Records from a collection:
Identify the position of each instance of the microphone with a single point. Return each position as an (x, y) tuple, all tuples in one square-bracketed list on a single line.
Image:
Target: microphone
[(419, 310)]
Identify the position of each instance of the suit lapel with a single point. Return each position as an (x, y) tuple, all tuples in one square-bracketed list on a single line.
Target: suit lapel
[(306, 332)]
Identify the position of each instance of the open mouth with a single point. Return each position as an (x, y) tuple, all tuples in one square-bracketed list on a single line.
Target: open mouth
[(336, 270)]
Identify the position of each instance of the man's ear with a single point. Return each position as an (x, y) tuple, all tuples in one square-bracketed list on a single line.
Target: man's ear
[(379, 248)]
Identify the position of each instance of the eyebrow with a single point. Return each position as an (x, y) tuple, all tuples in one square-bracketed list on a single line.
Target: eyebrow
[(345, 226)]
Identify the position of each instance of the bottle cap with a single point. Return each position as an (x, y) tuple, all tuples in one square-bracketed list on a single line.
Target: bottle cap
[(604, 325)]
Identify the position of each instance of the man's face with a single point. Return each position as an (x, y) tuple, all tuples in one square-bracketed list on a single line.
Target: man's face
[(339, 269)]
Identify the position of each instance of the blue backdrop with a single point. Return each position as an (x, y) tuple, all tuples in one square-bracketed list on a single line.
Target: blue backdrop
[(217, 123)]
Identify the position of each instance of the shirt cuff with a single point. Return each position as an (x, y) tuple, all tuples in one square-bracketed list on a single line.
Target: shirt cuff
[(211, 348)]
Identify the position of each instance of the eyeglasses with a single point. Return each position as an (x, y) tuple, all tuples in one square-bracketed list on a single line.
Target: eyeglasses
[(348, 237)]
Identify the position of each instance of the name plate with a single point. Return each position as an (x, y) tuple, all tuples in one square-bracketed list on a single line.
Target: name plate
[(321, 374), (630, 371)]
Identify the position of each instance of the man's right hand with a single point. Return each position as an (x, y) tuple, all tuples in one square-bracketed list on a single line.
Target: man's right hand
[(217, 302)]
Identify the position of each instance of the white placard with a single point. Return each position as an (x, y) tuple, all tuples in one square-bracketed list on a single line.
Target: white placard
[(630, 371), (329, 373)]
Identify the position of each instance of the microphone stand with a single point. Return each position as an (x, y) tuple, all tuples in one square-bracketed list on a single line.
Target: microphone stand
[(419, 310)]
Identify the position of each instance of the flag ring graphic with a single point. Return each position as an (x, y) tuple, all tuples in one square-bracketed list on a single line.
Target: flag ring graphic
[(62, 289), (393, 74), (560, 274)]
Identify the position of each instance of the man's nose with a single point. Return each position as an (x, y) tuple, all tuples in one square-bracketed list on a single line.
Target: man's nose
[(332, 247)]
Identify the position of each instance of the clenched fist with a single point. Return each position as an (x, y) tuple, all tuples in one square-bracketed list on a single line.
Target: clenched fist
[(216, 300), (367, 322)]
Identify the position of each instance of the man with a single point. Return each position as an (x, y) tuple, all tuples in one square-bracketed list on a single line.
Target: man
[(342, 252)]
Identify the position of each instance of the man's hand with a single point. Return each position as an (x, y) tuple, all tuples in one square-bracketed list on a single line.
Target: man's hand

### WHAT TO DO
Reproduce all the records precisely.

### FINAL ANSWER
Identify the position of each instance of the microphone with a single point. Return each position as an (x, y) tuple, all tuples in one square-bracketed list on a single line.
Image:
Target: microphone
[(419, 310)]
Identify the position of each instance of the suit lapel with a single point. Return each position as an (x, y) tuple, all tuples in one square-bracketed list on a single line.
Target: suit lapel
[(306, 332)]
Identify the position of each instance of the open mouth with a single point. Return each position as an (x, y) tuple, all tuples in one square-bracketed list on a single line.
Target: open mouth
[(336, 270)]
Identify the position of each instance of the man's ear with a single point. Return each position as an (x, y) tuple, all tuples in one square-bracketed list on a single line.
Target: man's ear
[(379, 248)]
Identify the position of each instance of the eyebrow with a single point. Return each position as an (x, y) tuple, all tuples in one square-bracketed list on a single line.
Target: eyebrow
[(345, 226)]
Identify the position of each instance of the bottle cap with a single point. Return each position as an (x, y) tuple, all tuples in one square-bracketed list on a single line.
Target: bottle cap
[(604, 325)]
Identify the position of each instance of the man's face with a single point. Return each position as an (x, y) tuple, all tuples in one square-bracketed list on a single line.
Target: man's face
[(339, 269)]
Identify the position of each instance of the blue backdrop with a single point. Return each position as an (x, y) tuple, all tuples in one square-bracketed list on a single line.
Target: blue backdrop
[(217, 123)]
Identify the position of each instance of the shirt cuff with a single point. Return each position as an (x, y) tuple, all tuples in one square-bracketed list on a single line.
Target: shirt cuff
[(211, 348)]
Identify the position of each instance of the eyeglasses with a single point. Return each position as an (x, y) tuple, all tuples in one square-bracketed list on a single line.
Target: eyeglasses
[(348, 237)]
Identify the position of each instance of the name plate with a single point. Return each position as an (x, y) tuple, all tuples in one square-bracketed list on a single line.
Target: name plate
[(321, 374), (630, 371)]
Identify the position of each instance of the man's right hand with a single point. Return each position as an (x, y) tuple, all tuples in one square-bracketed list on a single line.
Target: man's right hand
[(217, 302)]
Identify the position of each instance of the white placard with a single point. Return each position as an (x, y) tuple, all tuples in one square-bracketed list on a single line.
Target: white placard
[(630, 371), (329, 373)]
Identify the position of each instance of the microphone stand with a single point. Return each position as an (x, y) tuple, all tuples in one square-bracketed list on a single line.
Target: microphone stand
[(419, 310)]
Identify the position of each instance of the flag ring graphic with a single point. Return each position as an (x, y) tuple, all tuples in one square-bracketed list on a single line.
Target: flag ring graphic
[(62, 289), (393, 74), (560, 274)]
Identify the position of each instance of the man's nose with a single point. Return each position as an (x, y) tuple, all tuples in one square-bracketed list on a single line.
Target: man's nose
[(332, 247)]
Identify the position of each instance of the clenched fist with a single point. Return each position as an (x, y) tuple, all tuples in one square-bracketed list on a single line.
Target: clenched fist
[(216, 300), (367, 322)]
Identify the position of each instance of the man with a single point. Return each position as an (x, y) tuple, all tuples in one square-bracketed list on a single line.
Target: man
[(342, 252)]
Identify the position of each instance of the man's hand with a single point. Return each position as an (x, y) tuple, all tuples in one square-bracketed list on a single line.
Target: man's hand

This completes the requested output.